> [ABOUT THIS EXERCISE]
Print the lines in the listing below that fall between the line with "Task: put a pin on every instance of the green leaf" and the line with "Task: put a pin on every instance of the thin", those two lines included, exactly as they stand and with nothing else.
#####
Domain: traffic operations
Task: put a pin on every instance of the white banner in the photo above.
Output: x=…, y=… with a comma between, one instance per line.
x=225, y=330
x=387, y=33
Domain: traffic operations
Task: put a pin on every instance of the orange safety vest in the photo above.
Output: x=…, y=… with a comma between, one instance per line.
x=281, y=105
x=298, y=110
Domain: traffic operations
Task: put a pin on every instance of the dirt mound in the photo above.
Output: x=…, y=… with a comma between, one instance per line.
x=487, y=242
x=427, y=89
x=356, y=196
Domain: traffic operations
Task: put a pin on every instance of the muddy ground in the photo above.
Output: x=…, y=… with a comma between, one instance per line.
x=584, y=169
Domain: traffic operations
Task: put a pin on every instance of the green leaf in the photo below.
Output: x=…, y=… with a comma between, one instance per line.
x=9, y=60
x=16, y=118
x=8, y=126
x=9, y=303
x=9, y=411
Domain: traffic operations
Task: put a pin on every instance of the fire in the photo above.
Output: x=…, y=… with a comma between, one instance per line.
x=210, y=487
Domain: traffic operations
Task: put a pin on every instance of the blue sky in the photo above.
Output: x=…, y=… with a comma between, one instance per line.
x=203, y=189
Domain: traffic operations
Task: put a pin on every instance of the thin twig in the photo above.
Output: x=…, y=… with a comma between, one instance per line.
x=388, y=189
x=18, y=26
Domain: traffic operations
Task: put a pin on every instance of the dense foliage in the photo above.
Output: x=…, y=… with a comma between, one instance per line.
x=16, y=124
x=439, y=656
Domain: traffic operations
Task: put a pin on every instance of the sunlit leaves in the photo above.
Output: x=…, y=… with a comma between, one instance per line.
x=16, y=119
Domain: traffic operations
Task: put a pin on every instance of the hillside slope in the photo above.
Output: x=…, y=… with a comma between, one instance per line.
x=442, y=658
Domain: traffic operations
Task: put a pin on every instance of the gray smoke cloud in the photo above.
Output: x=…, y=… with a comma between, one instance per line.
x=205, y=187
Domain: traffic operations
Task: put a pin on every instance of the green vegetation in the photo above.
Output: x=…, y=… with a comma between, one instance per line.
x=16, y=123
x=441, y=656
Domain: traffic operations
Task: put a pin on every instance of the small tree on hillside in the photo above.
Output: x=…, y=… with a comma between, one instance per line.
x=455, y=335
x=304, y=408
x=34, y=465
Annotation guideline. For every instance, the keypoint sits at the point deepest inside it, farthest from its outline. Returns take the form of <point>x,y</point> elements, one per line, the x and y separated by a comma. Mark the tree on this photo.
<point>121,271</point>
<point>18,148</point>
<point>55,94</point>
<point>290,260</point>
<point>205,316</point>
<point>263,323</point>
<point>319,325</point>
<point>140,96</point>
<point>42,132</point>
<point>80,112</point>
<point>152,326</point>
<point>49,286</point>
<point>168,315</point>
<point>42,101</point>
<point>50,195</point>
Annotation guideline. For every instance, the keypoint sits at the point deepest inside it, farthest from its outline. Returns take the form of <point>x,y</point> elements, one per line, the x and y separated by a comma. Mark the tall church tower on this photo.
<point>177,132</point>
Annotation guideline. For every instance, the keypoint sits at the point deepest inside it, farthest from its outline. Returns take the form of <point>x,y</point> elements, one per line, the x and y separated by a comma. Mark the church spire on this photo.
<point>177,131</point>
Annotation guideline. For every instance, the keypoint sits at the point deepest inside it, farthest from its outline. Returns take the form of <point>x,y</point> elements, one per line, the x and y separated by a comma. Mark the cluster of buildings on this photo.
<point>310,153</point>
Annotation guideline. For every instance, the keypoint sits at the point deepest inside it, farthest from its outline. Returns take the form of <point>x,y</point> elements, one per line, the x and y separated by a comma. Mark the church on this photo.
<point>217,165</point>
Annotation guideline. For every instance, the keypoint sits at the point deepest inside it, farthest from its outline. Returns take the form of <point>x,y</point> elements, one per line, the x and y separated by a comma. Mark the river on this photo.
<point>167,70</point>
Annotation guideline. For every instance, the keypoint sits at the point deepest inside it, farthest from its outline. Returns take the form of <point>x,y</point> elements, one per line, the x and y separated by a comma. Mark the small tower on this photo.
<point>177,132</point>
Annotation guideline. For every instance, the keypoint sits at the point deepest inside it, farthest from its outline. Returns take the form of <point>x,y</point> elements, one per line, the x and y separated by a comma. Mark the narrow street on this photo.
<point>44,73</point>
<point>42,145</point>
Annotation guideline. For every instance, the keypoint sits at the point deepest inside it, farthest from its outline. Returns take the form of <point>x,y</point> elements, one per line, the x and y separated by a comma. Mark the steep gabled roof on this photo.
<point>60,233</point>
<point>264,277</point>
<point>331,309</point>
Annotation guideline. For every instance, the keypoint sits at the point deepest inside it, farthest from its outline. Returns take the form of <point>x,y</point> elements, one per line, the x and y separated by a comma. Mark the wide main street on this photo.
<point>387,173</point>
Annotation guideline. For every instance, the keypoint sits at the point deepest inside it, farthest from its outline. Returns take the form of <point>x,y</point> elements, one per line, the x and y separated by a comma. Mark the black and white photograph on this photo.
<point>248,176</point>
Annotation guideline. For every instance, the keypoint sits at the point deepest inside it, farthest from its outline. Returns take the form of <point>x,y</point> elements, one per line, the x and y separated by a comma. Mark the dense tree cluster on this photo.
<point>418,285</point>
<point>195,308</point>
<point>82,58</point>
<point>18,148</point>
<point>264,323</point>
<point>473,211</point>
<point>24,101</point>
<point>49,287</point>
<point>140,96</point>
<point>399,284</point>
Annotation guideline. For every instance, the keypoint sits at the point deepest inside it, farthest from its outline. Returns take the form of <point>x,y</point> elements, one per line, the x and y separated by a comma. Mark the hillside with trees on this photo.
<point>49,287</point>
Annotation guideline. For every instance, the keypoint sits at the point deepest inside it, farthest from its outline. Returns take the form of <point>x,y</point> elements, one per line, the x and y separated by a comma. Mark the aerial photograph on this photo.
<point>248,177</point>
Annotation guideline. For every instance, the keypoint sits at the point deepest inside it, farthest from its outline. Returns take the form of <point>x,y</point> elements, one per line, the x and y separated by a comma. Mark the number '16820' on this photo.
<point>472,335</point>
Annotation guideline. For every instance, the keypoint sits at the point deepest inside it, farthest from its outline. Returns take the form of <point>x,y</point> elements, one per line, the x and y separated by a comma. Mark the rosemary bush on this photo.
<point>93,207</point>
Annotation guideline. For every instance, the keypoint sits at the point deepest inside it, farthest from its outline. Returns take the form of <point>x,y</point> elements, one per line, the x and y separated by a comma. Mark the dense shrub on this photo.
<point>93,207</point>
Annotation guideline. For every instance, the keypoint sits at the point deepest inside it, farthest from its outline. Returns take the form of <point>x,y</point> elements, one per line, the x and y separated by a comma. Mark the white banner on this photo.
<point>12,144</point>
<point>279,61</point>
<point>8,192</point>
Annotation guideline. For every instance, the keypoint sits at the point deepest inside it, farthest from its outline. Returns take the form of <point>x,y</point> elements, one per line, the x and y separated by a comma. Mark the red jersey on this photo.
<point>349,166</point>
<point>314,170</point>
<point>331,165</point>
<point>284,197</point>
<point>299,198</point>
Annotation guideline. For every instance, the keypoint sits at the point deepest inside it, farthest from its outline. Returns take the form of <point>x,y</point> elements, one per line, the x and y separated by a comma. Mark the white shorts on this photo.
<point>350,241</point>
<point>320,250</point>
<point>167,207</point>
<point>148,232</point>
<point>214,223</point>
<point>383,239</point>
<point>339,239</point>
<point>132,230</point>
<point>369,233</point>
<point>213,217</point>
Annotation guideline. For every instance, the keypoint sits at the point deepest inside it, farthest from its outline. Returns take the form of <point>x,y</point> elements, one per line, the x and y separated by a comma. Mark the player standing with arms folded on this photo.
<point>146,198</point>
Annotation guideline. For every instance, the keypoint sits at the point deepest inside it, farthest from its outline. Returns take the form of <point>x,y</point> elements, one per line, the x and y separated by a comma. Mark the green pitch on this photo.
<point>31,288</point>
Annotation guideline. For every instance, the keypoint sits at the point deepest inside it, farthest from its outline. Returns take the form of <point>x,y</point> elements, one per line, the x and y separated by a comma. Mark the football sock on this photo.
#####
> [PROBLEM SOLUTION]
Task: put a pin on every instance of the green leaf in the photo below.
Output: x=…, y=… with a comma between, one instance per line.
x=9, y=60
x=16, y=118
x=8, y=126
x=9, y=303
x=9, y=411
Domain: traffic operations
Task: put a pin on every instance of the fire in the photo above.
Output: x=…, y=… with a comma between, one instance per line.
x=210, y=487
Domain: traffic operations
Task: put a pin on every instance of the blue sky in the photo above.
Output: x=…, y=… with a comma between, one instance per line.
x=203, y=189
Domain: traffic operations
Task: put a pin on every instance of the thin twig in the photo above.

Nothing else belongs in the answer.